Written task: Beginning with the line that holds "Rules: pick out each instance of the dark", set down each line of the data below through the very last, exactly as given, and nothing beyond that.

Record excerpts:
....

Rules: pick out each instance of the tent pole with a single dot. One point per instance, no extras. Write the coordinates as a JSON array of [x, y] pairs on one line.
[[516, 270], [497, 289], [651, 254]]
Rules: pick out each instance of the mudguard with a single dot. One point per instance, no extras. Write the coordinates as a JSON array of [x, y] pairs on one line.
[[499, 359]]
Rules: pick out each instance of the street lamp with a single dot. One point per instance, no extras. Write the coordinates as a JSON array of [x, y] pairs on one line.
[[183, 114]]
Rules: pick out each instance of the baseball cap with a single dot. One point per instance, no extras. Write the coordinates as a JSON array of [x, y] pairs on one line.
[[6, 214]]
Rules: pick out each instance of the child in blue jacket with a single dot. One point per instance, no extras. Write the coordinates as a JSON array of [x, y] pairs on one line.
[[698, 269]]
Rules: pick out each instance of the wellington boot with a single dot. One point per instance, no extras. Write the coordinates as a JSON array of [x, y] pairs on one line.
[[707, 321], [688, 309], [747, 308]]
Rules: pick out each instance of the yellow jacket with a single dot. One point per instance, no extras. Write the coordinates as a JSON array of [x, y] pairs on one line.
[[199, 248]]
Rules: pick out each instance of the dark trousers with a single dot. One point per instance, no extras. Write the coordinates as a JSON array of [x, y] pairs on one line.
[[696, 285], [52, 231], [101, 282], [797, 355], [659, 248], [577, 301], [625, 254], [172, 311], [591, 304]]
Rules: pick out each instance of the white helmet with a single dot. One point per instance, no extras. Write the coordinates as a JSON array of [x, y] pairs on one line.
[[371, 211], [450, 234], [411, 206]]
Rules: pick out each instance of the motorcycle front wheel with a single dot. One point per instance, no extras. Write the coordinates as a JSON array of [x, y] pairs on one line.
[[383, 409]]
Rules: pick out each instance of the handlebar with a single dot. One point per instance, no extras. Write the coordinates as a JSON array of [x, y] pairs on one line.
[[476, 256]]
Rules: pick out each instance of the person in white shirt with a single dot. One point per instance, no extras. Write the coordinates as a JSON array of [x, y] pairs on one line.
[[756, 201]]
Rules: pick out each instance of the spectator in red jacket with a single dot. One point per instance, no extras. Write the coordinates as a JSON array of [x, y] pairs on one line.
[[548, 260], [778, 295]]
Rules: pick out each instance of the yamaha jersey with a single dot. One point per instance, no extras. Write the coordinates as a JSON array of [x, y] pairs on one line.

....

Answer to this exercise:
Rules: pick out each instance of the dark trousers with a single dot. One point per instance, no extras. Write the coordinates as a JSON array of [x, y] pairs on one line.
[[696, 285], [52, 231], [101, 282], [797, 355], [659, 248], [577, 301], [625, 254], [172, 311], [591, 304]]
Rules: pick out each instance of the white helmet with a single dot. One point per instance, no extras. Write the coordinates as a JSON array of [x, y] pairs on one line.
[[371, 211], [450, 234], [411, 206]]
Rules: pick out each instance of the motorcycle front wheel with a single dot. One point per instance, no extras. Write the coordinates as a JSON array of [x, y] pairs on one line.
[[383, 409]]
Rules: pick out each instance of the handlebar with a single dot. One point per instance, no extras. Write the coordinates as a JSON array of [x, y] pairs on one line.
[[476, 256]]
Rules: pick out each instance of the person in white shirt with a single dot. One point per instance, no extras. Write the coordinates as a JSON array of [x, y] pairs on one line.
[[756, 201]]
Rules: pick out each instance of the spectator in red jacket with a single dot. One point per instance, no extras. Write the coordinates as a JSON array of [x, y] pairs on one line.
[[548, 260], [778, 295]]
Rules: pick out each instance of the yamaha jersey with a single dot. One point per instance, no extras. Write the coordinates as a JSON array of [x, y] pairs on one line.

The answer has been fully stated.